▶ Written request
Count the lines in the entries below that contain the string "hull", and give only the number.

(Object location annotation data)
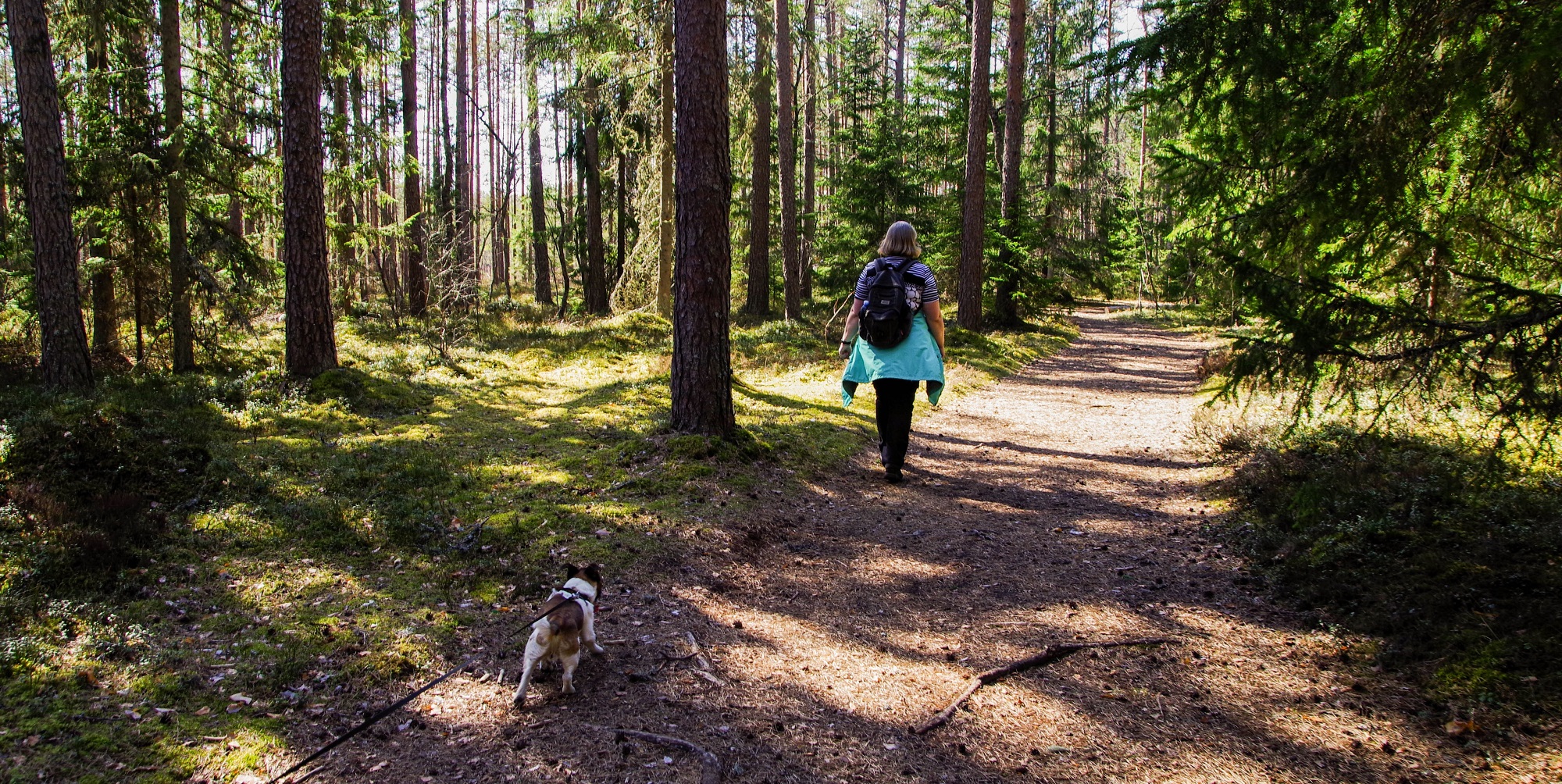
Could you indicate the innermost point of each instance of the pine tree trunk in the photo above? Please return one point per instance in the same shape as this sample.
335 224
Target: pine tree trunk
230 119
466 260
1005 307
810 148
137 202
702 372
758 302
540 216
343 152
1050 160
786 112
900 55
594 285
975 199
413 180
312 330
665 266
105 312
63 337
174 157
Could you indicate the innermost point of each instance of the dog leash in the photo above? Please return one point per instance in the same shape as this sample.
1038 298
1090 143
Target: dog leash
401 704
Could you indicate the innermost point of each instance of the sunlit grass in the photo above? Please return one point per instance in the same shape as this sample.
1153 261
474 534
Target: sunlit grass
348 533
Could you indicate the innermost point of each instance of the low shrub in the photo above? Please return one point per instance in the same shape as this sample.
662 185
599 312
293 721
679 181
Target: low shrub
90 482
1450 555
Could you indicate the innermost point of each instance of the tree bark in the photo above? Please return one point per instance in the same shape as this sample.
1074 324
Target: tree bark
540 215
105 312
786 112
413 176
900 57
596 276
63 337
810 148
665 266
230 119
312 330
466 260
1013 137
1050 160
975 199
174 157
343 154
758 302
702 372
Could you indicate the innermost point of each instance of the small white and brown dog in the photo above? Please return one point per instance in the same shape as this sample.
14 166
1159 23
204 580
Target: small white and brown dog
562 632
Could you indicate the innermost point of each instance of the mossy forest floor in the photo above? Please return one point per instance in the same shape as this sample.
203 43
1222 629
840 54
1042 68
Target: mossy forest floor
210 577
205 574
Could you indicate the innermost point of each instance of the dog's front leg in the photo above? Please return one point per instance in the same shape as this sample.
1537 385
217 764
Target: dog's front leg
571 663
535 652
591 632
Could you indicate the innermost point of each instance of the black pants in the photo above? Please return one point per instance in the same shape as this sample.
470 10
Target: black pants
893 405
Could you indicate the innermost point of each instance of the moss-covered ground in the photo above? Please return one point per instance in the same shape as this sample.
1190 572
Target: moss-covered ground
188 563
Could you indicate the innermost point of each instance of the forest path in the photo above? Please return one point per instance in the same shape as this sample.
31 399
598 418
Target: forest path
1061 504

---

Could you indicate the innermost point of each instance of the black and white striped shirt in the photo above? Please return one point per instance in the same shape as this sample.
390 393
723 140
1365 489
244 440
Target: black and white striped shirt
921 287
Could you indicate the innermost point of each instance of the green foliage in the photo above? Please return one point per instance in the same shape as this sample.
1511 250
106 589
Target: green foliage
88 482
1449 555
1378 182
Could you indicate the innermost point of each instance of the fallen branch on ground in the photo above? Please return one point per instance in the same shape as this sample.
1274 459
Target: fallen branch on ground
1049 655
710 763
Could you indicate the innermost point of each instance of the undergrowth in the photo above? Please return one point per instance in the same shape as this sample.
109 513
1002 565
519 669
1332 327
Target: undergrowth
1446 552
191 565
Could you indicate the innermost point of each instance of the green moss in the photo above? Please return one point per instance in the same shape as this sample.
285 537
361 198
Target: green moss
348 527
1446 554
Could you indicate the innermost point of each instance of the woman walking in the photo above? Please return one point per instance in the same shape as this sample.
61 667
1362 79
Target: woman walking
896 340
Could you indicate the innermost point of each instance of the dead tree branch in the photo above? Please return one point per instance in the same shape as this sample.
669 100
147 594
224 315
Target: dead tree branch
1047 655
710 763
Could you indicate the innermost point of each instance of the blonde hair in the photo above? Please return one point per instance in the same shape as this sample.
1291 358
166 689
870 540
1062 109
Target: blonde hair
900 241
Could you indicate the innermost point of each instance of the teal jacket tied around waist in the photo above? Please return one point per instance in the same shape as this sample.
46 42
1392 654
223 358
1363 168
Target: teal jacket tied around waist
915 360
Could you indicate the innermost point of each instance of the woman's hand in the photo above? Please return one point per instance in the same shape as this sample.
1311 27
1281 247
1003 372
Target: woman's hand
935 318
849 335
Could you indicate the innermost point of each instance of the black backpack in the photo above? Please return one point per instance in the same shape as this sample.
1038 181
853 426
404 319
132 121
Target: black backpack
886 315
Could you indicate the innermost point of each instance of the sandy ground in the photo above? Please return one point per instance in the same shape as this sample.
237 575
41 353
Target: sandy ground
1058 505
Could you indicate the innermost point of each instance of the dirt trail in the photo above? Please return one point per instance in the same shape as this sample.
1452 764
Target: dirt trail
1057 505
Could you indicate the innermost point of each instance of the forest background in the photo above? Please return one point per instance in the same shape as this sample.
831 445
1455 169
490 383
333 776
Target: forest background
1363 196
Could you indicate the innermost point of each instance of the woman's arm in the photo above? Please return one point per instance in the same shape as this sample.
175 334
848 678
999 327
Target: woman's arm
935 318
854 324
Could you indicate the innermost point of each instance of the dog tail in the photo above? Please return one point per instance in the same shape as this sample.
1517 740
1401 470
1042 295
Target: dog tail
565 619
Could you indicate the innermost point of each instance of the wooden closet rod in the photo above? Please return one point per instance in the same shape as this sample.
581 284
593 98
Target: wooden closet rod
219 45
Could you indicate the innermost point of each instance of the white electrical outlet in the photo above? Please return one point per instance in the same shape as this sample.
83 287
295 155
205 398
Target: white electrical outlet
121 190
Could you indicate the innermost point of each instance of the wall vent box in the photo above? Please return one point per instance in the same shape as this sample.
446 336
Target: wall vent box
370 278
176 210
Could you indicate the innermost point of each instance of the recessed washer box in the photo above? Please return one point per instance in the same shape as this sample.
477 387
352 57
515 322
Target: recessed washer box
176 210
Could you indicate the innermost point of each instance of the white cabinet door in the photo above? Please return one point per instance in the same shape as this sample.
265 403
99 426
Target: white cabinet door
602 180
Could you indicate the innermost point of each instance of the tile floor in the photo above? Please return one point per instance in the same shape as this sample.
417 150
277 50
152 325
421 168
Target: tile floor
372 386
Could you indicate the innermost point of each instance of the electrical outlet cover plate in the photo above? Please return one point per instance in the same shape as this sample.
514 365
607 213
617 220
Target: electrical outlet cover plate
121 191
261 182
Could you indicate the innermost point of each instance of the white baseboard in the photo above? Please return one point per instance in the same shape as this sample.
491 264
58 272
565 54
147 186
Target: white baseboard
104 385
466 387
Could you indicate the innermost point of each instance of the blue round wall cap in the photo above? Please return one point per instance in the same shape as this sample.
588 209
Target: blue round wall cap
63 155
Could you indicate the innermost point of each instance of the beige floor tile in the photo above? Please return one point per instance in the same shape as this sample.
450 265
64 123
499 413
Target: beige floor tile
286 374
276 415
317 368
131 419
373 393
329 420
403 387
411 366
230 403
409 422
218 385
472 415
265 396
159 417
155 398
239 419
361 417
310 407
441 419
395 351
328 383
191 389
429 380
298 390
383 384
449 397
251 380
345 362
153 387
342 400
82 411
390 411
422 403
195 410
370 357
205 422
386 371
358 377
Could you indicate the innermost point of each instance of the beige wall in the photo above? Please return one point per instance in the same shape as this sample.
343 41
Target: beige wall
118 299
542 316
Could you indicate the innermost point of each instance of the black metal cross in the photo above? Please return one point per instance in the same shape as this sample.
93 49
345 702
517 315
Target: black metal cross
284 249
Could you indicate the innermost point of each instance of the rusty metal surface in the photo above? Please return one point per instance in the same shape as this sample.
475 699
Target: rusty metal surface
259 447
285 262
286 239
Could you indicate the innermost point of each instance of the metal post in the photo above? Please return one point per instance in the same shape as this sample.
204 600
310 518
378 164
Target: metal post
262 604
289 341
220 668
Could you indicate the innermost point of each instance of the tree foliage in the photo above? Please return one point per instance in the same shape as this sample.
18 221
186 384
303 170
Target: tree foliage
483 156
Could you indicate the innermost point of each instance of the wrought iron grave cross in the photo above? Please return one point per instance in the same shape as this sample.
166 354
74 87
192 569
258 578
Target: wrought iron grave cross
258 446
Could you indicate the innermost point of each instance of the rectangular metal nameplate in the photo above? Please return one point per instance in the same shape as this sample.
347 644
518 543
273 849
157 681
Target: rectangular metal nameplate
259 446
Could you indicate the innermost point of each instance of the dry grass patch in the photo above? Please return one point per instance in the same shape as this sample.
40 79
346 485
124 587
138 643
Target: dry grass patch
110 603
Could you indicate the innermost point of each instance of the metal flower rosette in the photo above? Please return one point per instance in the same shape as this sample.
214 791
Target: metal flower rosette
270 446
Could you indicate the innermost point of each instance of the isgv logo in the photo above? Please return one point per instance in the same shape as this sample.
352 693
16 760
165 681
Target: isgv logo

==

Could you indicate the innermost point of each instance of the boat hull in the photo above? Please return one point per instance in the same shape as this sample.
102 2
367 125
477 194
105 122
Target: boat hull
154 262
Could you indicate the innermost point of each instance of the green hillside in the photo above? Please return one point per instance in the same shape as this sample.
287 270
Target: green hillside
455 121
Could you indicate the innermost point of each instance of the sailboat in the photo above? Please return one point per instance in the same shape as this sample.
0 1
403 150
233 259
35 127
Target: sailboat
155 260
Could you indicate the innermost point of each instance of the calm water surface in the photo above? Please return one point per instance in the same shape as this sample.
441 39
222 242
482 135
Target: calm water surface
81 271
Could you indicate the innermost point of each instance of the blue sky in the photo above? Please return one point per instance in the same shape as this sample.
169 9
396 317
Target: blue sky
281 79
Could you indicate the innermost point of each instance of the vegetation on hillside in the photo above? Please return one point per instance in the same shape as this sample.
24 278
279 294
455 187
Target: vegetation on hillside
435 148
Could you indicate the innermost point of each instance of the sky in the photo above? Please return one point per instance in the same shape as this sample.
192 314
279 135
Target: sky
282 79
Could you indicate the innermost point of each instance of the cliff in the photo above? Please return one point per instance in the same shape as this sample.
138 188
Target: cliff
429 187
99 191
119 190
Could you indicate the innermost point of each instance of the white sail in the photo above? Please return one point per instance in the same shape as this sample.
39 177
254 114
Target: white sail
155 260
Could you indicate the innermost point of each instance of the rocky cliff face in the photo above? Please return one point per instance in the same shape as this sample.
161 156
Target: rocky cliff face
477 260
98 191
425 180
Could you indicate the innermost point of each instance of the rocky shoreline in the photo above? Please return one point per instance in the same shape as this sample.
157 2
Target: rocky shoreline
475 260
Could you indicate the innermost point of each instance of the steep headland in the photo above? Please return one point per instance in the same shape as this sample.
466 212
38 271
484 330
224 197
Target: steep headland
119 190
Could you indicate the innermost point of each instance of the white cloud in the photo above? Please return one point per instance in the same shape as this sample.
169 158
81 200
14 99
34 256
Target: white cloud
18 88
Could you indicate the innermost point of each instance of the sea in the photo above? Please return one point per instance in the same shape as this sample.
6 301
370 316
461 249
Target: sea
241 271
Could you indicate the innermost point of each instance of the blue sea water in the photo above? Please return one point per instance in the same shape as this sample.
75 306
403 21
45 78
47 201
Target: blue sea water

▶ Exercise solution
2